===== Input data
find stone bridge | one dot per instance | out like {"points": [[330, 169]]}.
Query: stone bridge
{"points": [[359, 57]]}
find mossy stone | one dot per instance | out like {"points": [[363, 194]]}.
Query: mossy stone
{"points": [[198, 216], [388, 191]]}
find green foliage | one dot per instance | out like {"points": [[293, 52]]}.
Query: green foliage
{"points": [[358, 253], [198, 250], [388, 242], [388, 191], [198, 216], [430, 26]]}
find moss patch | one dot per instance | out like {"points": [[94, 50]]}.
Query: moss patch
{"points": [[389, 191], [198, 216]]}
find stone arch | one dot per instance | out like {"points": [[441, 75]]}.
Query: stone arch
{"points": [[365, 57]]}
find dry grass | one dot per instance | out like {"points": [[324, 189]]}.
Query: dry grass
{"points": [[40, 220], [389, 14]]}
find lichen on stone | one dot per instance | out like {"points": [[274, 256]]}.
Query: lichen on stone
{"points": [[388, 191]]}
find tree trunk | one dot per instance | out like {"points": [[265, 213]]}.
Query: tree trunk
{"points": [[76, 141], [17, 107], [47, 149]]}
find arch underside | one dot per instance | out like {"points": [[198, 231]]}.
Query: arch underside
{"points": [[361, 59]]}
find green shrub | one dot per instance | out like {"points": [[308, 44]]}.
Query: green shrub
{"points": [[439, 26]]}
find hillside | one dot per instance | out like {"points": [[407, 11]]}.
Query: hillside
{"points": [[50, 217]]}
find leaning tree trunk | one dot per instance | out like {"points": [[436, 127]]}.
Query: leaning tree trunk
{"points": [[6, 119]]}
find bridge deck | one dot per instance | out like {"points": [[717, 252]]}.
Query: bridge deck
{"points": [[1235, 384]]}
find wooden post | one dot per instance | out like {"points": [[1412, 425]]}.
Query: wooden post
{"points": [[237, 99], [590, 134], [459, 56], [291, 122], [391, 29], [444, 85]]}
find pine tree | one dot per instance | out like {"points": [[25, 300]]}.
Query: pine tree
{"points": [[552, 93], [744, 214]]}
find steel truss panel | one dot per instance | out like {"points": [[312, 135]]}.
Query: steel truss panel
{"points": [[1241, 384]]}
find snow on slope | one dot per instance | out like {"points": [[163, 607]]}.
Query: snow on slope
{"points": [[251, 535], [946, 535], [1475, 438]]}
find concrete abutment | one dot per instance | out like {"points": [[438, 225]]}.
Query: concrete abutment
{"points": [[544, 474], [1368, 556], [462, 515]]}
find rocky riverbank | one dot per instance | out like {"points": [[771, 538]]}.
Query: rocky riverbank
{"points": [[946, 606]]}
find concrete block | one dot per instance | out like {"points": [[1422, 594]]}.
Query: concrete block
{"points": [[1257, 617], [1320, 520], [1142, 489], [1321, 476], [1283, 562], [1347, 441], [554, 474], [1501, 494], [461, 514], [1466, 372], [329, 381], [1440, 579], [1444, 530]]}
==========
Work to complete ->
Each record should be given again exactly as it reads.

Finished exercise ->
find stone bridge | one dot per instance | out like {"points": [[330, 169]]}.
Query: stone bridge
{"points": [[359, 57]]}
find mossy stone | one dot per instance | out like {"points": [[363, 194]]}.
Query: mossy stone
{"points": [[198, 216], [388, 191]]}
find green foliage | one dot per instance | out like {"points": [[293, 52]]}.
Query: green foliage
{"points": [[358, 253], [198, 250], [388, 242], [388, 191], [198, 216], [430, 26]]}
find moss patch | one dot per instance | out like {"points": [[94, 50]]}.
Query: moss patch
{"points": [[389, 191], [198, 216]]}
find stone arch | one dot per instance | out like {"points": [[441, 75]]}.
Query: stone arch
{"points": [[365, 57]]}
find dry grass | one dot per instance | out like {"points": [[324, 189]]}.
Query: dry grass
{"points": [[40, 220], [389, 14]]}
find lichen on stone | one dot per instance | out like {"points": [[274, 256]]}.
Query: lichen on stone
{"points": [[388, 191]]}
find tree trunk | one dot per instance | out like {"points": [[265, 213]]}.
Query: tree trunk
{"points": [[76, 141], [17, 107], [47, 149]]}
find arch underside | one dot per instance | out like {"points": [[198, 231]]}.
Query: arch underside
{"points": [[361, 59]]}
find green shrub | one dot per instance | out like {"points": [[308, 44]]}.
Query: green shrub
{"points": [[439, 26]]}
find hillside | one dot per instance | out like {"points": [[407, 11]]}.
Query: hillside
{"points": [[50, 217]]}
find leaning tree trunk | one dot per instance | out like {"points": [[436, 127]]}.
Query: leaning tree trunk
{"points": [[6, 119]]}
find bridge deck | one dot per instance | out like {"points": [[717, 252]]}.
Query: bridge deck
{"points": [[1235, 384]]}
find wooden post | one dot per instance | out like {"points": [[1412, 425]]}.
Query: wooden post
{"points": [[237, 99], [590, 134], [459, 56], [291, 122], [391, 29], [444, 85]]}
find pine tree | one dot per instance | out like {"points": [[25, 300]]}.
Query: pine tree
{"points": [[552, 93], [744, 214]]}
find steel truss panel | one dot per instance | out like {"points": [[312, 135]]}.
Query: steel truss panel
{"points": [[1241, 384]]}
find snow on slope | one dot per instance | out like {"points": [[163, 607]]}.
Query: snow on slope
{"points": [[251, 535], [946, 535], [1475, 438]]}
find concrete abutment | one dot per instance | out like {"points": [[438, 225]]}.
Query: concrete abutment
{"points": [[544, 474], [1368, 556], [462, 515]]}
find rocky riverbank | one dot per instance | out like {"points": [[771, 538]]}.
Query: rocky riverbank
{"points": [[946, 606]]}
find concrete block | one dot per instance | out like {"points": [[1422, 594]]}.
Query: concrete block
{"points": [[1257, 617], [1320, 520], [1142, 489], [1321, 476], [1283, 562], [1347, 441], [554, 474], [1501, 494], [461, 514], [1466, 372], [329, 381], [1440, 579], [1444, 530]]}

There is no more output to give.